DIRECTIVE:
Select every line in the records below that contains the word "building", and copy each one in full.

Excerpts from point annotation data:
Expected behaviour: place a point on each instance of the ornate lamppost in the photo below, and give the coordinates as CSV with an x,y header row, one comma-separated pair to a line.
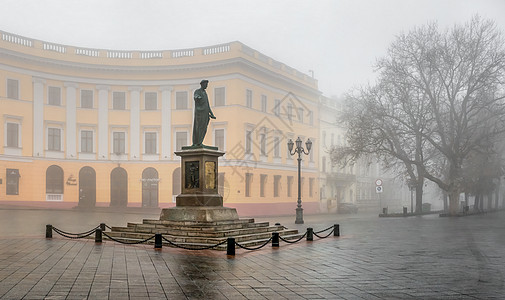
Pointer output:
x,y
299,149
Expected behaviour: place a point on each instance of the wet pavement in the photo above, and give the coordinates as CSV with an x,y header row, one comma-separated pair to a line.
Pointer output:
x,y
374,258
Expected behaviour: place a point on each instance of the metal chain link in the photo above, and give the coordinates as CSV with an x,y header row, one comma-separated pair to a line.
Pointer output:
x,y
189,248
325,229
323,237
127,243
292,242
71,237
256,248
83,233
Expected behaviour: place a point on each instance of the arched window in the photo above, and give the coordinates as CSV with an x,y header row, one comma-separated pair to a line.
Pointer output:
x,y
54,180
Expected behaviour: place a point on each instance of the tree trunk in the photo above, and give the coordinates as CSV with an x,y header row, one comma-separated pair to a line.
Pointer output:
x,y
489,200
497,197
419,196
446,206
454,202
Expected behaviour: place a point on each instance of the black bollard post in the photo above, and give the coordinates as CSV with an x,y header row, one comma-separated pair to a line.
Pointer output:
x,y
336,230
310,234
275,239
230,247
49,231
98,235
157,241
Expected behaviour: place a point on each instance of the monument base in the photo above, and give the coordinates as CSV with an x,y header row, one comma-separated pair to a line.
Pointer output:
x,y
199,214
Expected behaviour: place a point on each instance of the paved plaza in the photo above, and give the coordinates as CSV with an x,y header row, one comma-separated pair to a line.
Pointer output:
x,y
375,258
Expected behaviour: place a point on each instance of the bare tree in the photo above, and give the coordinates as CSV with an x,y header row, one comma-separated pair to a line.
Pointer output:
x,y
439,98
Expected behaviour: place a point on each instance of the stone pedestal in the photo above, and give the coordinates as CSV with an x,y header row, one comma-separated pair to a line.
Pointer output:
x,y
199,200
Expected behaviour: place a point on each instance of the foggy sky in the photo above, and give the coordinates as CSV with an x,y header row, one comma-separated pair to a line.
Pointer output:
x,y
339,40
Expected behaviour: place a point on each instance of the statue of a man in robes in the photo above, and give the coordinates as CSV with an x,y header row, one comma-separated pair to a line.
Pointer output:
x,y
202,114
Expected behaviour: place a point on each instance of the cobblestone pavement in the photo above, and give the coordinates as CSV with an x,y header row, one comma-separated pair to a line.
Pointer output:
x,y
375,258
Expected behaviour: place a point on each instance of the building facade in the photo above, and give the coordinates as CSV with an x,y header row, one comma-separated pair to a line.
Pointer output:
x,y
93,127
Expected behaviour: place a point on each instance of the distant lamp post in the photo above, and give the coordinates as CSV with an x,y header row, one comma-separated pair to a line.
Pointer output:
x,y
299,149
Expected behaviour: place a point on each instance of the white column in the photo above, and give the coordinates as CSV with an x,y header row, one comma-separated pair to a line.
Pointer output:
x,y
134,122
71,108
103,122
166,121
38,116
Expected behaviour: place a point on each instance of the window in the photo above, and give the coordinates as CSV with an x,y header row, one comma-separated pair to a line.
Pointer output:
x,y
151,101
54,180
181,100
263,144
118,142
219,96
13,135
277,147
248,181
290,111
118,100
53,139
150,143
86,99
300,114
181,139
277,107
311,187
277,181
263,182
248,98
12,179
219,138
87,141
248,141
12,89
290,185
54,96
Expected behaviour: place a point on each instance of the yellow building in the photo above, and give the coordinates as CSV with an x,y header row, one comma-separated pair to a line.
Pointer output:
==
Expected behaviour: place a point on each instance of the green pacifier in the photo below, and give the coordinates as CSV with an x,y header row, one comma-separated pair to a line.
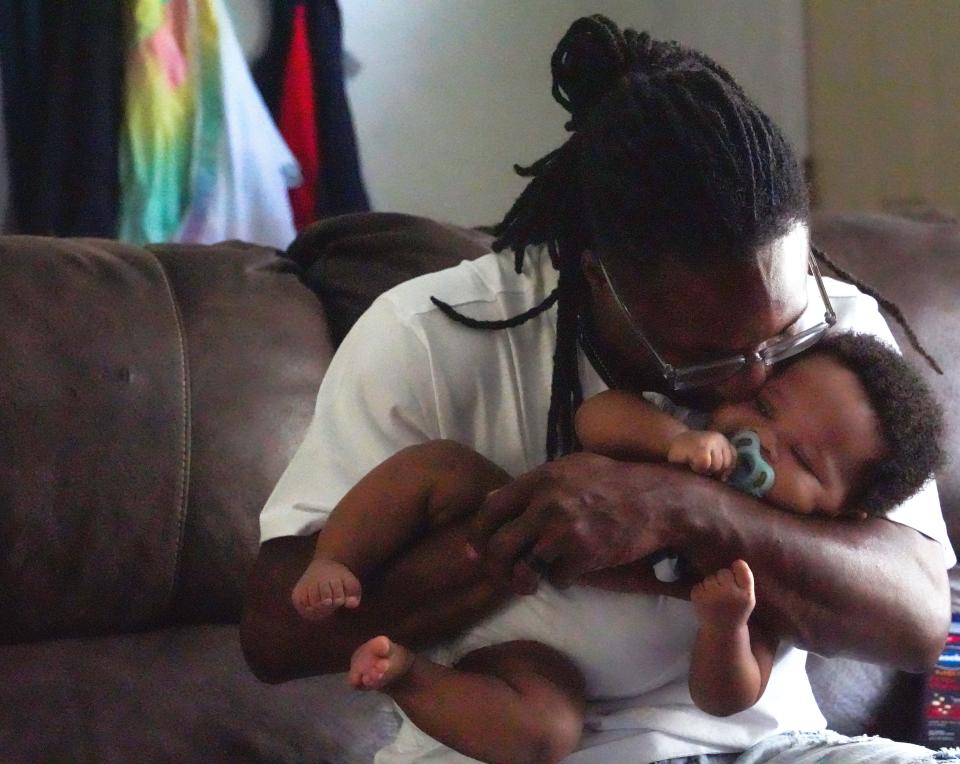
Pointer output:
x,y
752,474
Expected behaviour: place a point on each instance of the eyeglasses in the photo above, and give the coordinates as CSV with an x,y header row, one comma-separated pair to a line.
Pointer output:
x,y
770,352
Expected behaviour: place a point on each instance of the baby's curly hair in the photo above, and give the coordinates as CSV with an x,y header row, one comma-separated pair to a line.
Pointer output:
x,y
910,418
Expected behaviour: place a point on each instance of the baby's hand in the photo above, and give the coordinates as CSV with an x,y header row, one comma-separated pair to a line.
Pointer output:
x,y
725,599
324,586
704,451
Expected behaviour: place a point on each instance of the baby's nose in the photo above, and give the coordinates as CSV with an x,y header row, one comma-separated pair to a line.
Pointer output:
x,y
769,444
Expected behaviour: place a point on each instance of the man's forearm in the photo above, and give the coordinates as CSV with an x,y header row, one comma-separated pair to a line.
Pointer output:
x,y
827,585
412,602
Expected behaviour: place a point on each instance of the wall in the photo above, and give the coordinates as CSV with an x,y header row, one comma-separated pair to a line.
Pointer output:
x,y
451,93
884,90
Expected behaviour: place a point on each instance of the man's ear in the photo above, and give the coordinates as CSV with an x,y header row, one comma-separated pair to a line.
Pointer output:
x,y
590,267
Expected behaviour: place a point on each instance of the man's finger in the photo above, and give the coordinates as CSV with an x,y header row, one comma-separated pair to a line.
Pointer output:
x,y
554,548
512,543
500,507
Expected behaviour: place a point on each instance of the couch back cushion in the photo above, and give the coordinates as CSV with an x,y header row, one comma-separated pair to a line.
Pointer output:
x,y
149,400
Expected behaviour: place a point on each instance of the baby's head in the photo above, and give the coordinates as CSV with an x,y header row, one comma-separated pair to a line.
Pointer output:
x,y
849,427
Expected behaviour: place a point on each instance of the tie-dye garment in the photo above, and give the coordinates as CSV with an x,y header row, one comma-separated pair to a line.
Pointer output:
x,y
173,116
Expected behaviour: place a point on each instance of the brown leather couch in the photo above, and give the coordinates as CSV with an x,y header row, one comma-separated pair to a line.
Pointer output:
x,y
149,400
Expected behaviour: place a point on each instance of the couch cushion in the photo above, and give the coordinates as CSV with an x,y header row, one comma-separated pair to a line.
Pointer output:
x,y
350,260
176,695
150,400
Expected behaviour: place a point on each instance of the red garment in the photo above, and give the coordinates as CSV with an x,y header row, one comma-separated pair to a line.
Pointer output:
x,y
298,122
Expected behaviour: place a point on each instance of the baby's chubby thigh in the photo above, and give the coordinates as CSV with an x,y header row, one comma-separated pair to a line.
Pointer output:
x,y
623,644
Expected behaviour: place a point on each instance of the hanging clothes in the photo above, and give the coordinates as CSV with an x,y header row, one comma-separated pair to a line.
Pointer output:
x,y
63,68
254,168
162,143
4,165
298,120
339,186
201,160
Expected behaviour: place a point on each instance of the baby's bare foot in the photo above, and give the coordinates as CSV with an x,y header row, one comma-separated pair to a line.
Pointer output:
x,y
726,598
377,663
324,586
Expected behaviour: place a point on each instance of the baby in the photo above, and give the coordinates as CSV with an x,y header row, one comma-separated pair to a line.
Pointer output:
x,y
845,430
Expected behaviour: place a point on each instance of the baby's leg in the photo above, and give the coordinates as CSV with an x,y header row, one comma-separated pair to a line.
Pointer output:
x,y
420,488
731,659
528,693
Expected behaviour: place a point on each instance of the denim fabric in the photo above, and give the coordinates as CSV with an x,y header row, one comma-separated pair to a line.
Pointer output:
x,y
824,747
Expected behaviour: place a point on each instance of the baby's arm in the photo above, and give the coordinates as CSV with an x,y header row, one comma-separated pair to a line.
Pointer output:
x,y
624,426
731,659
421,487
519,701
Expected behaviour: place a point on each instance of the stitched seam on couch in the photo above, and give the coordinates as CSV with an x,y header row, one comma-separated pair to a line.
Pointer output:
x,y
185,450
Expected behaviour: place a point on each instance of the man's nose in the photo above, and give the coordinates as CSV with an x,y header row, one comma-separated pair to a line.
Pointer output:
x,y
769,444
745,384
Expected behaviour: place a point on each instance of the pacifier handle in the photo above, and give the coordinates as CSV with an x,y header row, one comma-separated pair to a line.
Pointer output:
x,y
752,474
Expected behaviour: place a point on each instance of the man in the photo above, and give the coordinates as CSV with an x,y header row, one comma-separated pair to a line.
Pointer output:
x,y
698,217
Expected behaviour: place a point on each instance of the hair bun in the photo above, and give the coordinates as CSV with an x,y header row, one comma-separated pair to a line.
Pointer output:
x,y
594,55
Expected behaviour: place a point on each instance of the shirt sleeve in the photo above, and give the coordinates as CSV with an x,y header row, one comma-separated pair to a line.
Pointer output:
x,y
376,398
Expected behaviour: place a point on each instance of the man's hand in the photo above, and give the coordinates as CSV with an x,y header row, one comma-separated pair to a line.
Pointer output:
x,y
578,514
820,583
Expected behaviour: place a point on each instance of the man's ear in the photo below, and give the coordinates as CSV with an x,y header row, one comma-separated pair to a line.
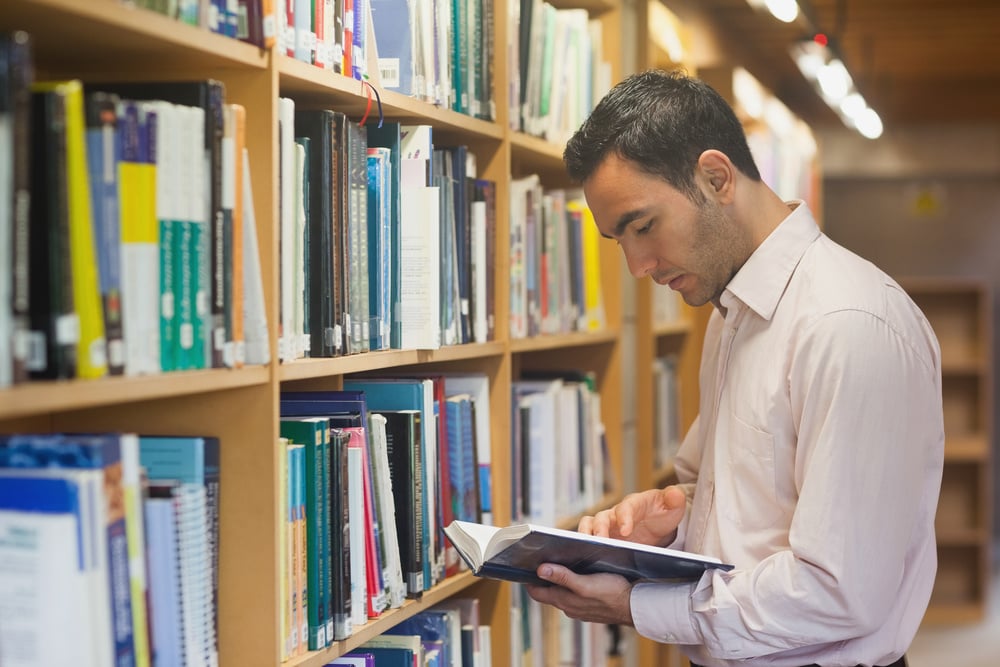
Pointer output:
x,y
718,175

WORKED SOLUTION:
Expected behaviour: place a point on each instance of the building facade in the photo above, and give the coordinates as CSV with an x,y header row, one comma-separated pair to a line.
Expected behaviour: place a point on each instance of the yellow building in the photo above, and give the coordinates as CSV with an x,y header row, one comma-separated pair to a line.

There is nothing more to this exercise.